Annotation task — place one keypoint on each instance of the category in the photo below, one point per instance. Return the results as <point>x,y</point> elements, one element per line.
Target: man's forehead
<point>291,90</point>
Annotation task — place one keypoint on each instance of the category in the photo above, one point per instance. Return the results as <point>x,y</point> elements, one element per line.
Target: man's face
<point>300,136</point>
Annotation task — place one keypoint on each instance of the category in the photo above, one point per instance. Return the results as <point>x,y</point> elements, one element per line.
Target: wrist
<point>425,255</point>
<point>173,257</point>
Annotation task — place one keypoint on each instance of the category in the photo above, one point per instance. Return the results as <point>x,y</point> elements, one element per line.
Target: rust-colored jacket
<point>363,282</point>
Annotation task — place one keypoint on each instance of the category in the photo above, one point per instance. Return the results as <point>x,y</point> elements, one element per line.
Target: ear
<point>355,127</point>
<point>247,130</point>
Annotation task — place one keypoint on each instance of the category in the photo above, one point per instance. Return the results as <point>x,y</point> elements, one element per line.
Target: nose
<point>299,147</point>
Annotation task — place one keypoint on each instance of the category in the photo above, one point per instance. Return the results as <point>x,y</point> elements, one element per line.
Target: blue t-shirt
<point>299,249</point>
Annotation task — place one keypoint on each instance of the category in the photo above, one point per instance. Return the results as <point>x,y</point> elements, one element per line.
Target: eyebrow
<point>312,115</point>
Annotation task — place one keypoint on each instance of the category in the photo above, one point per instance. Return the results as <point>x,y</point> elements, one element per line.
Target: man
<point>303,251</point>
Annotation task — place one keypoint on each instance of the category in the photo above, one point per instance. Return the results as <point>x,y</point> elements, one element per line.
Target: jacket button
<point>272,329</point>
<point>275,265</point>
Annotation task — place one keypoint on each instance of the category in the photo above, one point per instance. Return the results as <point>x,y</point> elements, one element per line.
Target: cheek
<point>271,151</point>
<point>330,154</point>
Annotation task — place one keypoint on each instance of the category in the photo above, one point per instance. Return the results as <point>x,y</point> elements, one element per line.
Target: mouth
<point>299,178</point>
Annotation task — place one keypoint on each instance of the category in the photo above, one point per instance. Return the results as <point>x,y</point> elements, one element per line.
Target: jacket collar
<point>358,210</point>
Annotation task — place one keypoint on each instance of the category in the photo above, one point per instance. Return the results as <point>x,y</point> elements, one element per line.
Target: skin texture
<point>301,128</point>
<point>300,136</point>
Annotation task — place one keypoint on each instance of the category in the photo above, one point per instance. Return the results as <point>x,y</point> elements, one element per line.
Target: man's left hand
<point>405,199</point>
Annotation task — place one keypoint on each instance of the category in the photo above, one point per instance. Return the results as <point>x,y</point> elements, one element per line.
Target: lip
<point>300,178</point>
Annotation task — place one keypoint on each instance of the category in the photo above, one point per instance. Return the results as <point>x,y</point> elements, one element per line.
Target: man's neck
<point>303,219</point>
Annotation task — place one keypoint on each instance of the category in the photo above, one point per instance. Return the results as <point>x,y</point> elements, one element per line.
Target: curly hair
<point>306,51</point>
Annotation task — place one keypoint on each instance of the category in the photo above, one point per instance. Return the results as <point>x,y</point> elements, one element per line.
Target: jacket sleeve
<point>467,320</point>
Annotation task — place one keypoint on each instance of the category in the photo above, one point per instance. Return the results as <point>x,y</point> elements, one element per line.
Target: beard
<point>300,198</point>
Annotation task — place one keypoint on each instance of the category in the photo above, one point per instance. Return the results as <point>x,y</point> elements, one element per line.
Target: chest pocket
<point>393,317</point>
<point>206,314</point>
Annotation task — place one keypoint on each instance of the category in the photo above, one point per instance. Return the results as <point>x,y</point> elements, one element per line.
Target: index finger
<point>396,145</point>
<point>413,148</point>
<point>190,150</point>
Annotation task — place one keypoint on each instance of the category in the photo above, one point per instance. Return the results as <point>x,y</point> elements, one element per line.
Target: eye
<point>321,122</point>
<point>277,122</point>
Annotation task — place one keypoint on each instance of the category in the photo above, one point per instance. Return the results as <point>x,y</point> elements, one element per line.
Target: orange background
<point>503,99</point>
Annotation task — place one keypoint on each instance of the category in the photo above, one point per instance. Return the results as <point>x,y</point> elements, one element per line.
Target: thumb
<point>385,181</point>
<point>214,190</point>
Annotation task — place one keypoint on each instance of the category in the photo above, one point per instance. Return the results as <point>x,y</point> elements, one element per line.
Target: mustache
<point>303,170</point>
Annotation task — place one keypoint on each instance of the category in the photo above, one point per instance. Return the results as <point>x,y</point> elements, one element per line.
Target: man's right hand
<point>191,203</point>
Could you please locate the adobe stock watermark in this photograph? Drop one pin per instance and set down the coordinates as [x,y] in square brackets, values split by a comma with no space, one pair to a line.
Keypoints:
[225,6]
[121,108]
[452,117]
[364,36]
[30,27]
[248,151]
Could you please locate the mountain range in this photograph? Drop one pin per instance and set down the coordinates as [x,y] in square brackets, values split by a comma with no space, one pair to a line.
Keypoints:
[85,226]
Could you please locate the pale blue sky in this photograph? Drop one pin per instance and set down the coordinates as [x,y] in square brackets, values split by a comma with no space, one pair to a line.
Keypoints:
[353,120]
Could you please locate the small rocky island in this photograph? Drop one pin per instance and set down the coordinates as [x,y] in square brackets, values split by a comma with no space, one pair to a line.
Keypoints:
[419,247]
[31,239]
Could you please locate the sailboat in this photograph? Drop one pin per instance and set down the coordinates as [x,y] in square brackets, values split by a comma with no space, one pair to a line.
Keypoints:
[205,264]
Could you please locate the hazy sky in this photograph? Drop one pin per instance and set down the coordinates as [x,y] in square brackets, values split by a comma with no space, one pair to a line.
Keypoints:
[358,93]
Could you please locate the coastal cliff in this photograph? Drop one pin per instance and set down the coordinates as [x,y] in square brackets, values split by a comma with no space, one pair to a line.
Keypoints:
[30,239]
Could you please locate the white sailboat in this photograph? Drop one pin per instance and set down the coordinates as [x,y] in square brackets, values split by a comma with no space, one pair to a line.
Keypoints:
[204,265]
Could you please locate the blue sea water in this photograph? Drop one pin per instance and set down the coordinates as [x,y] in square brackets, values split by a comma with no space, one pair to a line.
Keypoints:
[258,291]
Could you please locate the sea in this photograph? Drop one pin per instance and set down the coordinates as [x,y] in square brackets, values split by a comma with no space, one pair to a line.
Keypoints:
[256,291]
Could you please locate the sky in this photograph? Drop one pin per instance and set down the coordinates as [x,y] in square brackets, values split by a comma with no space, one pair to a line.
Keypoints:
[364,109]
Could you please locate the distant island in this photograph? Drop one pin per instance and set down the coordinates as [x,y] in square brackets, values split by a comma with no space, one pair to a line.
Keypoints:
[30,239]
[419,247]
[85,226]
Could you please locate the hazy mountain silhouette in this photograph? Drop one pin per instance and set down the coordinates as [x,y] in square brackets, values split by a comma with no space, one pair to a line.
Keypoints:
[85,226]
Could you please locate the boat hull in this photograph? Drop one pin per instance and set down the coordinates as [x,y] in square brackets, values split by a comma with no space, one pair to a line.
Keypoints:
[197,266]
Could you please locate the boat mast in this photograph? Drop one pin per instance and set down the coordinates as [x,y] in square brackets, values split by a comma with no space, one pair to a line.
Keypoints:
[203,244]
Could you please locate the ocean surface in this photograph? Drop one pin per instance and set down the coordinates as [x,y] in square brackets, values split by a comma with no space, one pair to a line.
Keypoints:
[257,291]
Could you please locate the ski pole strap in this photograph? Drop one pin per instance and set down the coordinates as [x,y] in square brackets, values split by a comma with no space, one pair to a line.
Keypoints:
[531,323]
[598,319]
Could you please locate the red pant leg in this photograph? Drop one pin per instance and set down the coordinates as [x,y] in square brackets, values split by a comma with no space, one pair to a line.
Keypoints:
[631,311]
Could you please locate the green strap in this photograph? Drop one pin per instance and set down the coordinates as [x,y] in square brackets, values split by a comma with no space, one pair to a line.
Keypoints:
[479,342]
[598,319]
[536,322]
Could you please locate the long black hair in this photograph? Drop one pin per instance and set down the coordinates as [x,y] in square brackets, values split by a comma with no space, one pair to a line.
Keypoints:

**BRIEF**
Starting at the line that contains "Could you please locate the green" and ending with the last line of the data, lay out those lines as a numbered list, leaving out any blank lines.

**PROBLEM SOLUTION**
1. Could you please locate the green strap in this photograph? Drop one pin per instance and set down the coordinates as [x,y] in square brackets, values split by a comma with no space, one pair to a line.
2. Keypoints:
3. [479,342]
4. [598,319]
5. [536,322]
6. Could you please locate the long black hair in this photograph? Drop one pin per instance and set down the coordinates as [x,y] in square brackets, values split by a comma with no space, one pair to a line.
7. Keypoints:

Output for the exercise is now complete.